-- Aangeleverde gegevens --
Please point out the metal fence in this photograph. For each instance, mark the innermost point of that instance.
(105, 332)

--

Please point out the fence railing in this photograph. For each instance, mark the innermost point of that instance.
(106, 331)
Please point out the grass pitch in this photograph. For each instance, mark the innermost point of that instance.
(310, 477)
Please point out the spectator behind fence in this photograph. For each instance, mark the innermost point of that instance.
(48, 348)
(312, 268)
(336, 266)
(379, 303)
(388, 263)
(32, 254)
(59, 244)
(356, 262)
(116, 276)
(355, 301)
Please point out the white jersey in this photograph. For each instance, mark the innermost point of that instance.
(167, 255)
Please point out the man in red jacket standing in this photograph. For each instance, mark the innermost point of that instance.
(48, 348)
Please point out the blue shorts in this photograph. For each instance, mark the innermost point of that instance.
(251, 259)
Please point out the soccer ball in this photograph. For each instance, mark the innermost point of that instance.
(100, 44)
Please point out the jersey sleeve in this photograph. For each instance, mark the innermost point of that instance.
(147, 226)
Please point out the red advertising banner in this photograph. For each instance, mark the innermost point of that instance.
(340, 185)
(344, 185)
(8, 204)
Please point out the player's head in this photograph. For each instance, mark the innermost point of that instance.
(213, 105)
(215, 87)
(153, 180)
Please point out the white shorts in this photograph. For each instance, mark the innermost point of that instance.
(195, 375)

* * *

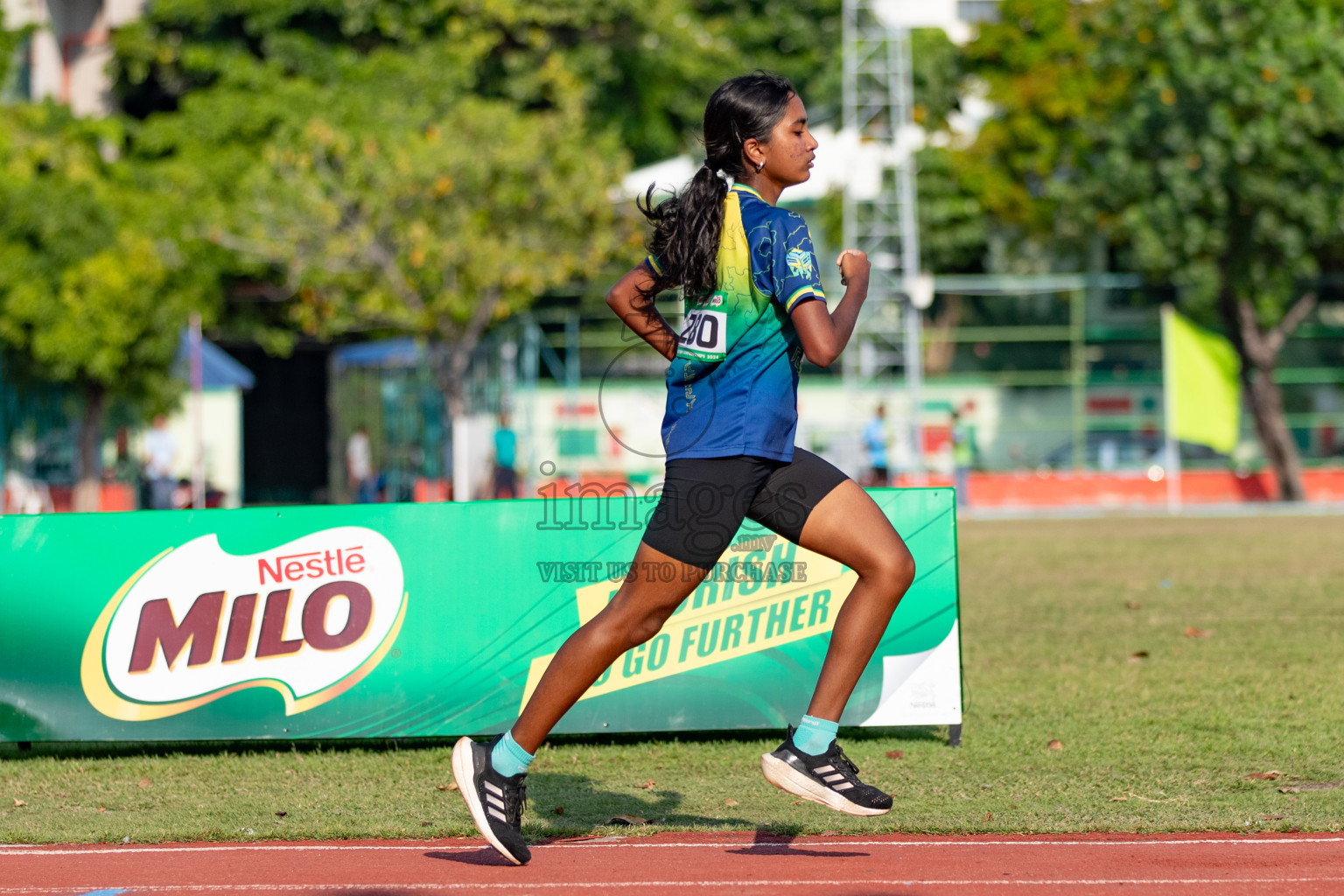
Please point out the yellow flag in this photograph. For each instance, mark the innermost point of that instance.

-- Gegeven opdracht --
Zoek in de gegevens hierboven alle regels waarin het woord "shorts" voorkomt, en schrijf die regels over.

-- Antwoord opdracht --
Please point out the blue shorts in this photograph. For each instance, mark the innermost point of that instance.
Please point out the white shorts in this photograph. For each instance, mark the innermost point of that instance.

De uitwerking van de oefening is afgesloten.